>> BEGIN DATA PROVIDED
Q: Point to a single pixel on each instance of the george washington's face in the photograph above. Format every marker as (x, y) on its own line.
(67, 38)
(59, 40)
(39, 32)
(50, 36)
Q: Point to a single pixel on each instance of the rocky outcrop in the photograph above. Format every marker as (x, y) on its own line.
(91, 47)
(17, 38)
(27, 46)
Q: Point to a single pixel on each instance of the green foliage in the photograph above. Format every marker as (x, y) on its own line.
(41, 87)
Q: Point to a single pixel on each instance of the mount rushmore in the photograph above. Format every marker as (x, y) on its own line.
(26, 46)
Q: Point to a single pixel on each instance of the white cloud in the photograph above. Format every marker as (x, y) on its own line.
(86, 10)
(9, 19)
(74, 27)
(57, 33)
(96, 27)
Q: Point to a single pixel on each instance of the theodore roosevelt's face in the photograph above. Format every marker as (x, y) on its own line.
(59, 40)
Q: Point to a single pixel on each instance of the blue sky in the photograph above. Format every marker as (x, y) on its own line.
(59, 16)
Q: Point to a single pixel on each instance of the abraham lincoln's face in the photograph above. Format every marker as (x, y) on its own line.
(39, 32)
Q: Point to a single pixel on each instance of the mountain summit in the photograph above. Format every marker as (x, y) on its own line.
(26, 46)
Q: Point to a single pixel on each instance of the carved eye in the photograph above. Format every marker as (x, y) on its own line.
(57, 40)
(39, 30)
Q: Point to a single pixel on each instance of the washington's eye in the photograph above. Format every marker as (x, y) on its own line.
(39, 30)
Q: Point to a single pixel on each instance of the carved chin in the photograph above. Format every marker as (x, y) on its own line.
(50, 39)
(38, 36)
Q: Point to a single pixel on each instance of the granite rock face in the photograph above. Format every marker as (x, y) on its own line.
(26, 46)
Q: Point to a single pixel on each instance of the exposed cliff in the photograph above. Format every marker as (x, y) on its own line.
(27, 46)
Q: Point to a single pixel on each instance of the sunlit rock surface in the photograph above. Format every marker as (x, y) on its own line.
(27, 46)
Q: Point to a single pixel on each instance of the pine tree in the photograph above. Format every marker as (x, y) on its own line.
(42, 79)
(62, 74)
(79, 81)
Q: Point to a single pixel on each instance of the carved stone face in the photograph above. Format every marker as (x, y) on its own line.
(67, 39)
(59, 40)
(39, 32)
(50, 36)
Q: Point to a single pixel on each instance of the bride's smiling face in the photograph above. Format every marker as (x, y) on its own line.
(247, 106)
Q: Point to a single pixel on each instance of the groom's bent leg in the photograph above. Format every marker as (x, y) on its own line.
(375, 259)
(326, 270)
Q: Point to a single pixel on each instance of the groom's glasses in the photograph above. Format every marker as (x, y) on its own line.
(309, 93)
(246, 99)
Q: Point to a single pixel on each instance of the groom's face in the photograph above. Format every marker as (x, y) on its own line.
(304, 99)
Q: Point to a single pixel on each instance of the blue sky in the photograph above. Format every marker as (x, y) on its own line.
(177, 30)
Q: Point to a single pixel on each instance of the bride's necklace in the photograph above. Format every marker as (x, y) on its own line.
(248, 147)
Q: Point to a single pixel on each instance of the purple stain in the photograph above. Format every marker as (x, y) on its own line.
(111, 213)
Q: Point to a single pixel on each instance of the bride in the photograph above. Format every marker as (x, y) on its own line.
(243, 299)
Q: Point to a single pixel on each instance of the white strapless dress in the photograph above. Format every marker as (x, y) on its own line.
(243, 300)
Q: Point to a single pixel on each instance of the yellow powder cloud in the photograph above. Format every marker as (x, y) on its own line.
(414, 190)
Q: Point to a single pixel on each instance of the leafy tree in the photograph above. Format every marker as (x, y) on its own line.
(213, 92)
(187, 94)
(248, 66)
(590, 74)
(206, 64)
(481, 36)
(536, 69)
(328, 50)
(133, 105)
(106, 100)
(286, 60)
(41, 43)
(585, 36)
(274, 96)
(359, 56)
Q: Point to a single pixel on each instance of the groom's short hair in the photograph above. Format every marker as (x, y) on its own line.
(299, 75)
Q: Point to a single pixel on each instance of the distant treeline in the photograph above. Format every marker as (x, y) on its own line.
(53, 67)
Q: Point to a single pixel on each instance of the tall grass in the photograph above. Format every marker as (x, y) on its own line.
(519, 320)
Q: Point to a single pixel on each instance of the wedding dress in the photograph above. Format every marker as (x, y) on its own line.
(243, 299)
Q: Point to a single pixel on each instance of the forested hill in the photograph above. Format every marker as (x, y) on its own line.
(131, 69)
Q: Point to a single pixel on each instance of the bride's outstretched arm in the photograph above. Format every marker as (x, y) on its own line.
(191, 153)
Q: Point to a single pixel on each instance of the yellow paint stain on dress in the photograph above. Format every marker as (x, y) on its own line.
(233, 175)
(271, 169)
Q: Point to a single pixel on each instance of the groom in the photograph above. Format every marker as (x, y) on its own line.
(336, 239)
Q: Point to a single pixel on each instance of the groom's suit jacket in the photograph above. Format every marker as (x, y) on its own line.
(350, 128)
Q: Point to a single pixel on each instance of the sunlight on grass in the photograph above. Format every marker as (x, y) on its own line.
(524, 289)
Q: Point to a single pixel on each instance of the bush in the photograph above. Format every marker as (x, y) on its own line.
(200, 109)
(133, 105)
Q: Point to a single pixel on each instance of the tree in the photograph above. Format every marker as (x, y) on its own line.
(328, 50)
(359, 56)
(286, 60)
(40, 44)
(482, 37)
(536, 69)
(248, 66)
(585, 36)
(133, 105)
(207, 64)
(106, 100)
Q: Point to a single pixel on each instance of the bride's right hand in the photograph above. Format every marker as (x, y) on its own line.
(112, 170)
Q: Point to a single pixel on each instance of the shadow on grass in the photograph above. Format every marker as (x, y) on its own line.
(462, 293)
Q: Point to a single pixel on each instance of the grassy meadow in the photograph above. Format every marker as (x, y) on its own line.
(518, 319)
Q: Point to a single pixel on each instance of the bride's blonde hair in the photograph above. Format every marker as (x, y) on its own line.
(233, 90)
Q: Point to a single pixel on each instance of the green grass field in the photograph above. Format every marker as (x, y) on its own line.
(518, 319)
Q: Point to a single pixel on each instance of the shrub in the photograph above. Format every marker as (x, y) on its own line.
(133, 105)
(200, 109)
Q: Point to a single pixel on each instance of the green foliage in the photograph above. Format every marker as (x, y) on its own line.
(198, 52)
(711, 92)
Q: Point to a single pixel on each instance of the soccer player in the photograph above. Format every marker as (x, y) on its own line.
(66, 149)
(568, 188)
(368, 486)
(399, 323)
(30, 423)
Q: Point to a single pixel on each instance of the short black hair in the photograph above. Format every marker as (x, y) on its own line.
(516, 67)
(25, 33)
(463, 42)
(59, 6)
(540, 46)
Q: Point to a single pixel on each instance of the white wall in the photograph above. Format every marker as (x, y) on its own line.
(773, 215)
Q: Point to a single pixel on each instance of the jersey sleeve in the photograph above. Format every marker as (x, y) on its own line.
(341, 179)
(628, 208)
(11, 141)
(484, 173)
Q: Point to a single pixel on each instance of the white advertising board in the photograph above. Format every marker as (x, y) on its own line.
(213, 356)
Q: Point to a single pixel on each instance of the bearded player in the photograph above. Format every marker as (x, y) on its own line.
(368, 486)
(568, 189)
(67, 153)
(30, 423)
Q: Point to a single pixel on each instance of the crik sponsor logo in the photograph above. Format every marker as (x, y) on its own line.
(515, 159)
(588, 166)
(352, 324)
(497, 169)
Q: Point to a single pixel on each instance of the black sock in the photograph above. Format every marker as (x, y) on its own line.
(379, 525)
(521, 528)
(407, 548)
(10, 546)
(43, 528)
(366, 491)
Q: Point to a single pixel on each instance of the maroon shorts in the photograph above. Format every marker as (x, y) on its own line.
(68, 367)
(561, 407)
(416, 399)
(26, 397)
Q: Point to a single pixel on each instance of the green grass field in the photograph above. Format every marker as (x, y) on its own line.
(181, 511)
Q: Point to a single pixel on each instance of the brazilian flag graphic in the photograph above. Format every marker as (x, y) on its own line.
>> END DATA PROVIDED
GOAL ▸ Locate "of the bearded" in the material, then quote the line that contains it and all lines after it through the final one.

RESULT OF THE EXERCISE ▸
Q: Point to a single pixel on each instance of the bearded player in the photograph above. Format every marker as (x, y) on its own line.
(368, 486)
(568, 189)
(67, 153)
(30, 423)
Q: Point to a single pixel on each instance of the crik sponsor logo in the photograph above. Format every marker as (x, y) on its own line.
(515, 159)
(588, 166)
(352, 324)
(497, 169)
Q: Point to a single pixel on each instance of the black sock in the photograph above. Format every marker as (x, y) on its own line.
(379, 525)
(521, 528)
(407, 548)
(10, 546)
(43, 528)
(366, 491)
Q: Point to a single pixel on each instance of the maroon shorts in the photograph above. Format every marker as (x, y) on its own line.
(68, 367)
(561, 407)
(416, 399)
(26, 397)
Q: Point to a single pixel on each instance of the green grass field in the photograph above. Format every marker as (x, y) on its own line.
(181, 511)
Q: Point to a single pixel on each instance of the brazilian flag graphic in the photograph above. Format every marker as (x, y) on its own line.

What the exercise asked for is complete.